> _ANGEZEIGTER TEXTAUSZUG_
In der Nacht kündigten die Organisator*innen der Tiflis Pride an, sie würden ihren March of Dignity an diesem Montag abhalten. Vor zwei Wochen hatten sie ihn wegen der angespannten Sicherheitslage im Land absagen müssen. Bei Twitter hatte der Vorsitzende der Pride, Giorgi Tabagari, angekündigt, man werde mit lokalen und internationalen Unterstützern auf die Strasse gehen:

Man hoffe, erklärte Tabagari zudem, dass die Regierung des Landes sich der Verantwortung bewusst sei, die Sicherheit aller Teilnehmer*innen zu schützen. Doch nur wenige Stunden später wurde die Pride wieder abgesagt. Einem Bericht des Portals civil.ge zufolge, habe der Anführer einer homophoben Gegenbewegung, Levan Vasadze, seine Unterstützer aufgefordert, sich um 10 Uhr zu versammeln, um die «Propaganda des Schmutzes» und die «Beleidigung des Landes» zu stoppen. Er habe zudem gedroht, die Teilnehmer des Marsches «wegzuschleppen» und sich falls nötig der Polizei in den Weg zu stellen.

Unser MANNSCHAFT-Experte für LGBTIQ-Anliegen in Osteuropa, Rémy Bonny, berichtet zudem, das sich erst vor zwei Tagen die Facebook-Gruppe Alpha-Dominant gegründet habe: Hier wurde ebenfalls dazu aufgerufen, sich der «LGBT propaganda» in den Weg zu stellen.


In einer am Sonntagabend bei Facebook hochgeladenen Videobotschaft erklärte Vasadze, es sei egal, ob die LGBTIQ-Aktivisten – so wörtlich – von armen Drogenabhängigen, armen Ausländern oder wer auch sonst die Regeln und Traditionen des Landes überschreitet und verletzt: «Wir werden all diese Leute da rausziehen.»

So ein Leben ist unerträglich

Die erneute Absage der Tiflis Pride, so der Aktivist Tamaz Sozashvili auf Twitter, sei auf die Unbeweglichkeit und Ignoranz der Regierung und besonders des Innenministeriums zurückzuführen.

Man habe keine Sicherheitsgarantien seitens der Behörden bekommen, klagte Sozashvili und erklärte: «So ein Leben ist unerträglich.»

(Daten zur Phrasenverortung)
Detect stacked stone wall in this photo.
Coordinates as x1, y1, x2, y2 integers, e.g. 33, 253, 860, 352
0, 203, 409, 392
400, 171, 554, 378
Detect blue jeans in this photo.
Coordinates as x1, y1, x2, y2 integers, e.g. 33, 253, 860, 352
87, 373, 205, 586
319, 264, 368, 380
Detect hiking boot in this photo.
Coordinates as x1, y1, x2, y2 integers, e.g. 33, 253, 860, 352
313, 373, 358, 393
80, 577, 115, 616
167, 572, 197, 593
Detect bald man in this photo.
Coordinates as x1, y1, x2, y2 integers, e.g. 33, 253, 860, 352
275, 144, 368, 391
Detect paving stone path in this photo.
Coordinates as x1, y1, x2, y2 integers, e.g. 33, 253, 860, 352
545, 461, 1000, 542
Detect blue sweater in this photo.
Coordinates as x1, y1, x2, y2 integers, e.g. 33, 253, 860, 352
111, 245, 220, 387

> _DEINE AUFGABE_
Ändere im Bericht über die Tiflis Pride den Abschnitt zwischen „Die erneute Absage“ und „des Innenministeriums zurückzuführen.“, beides eingeschlossen, indem du „Innenministeriums“ durch „Außenministeriums“ ersetzt, und gib ihn so wieder. Die Datensätze werden für die Bearbeitung nicht gebraucht.

> _DEIN ANTWORTBEREICH_
Die erneute Absage der Tiflis Pride, so der Aktivist Tamaz Sozashvili auf Twitter, sei auf die Unbeweglichkeit und Ignoranz der Regierung und besonders des Außenministeriums zurückzuführen.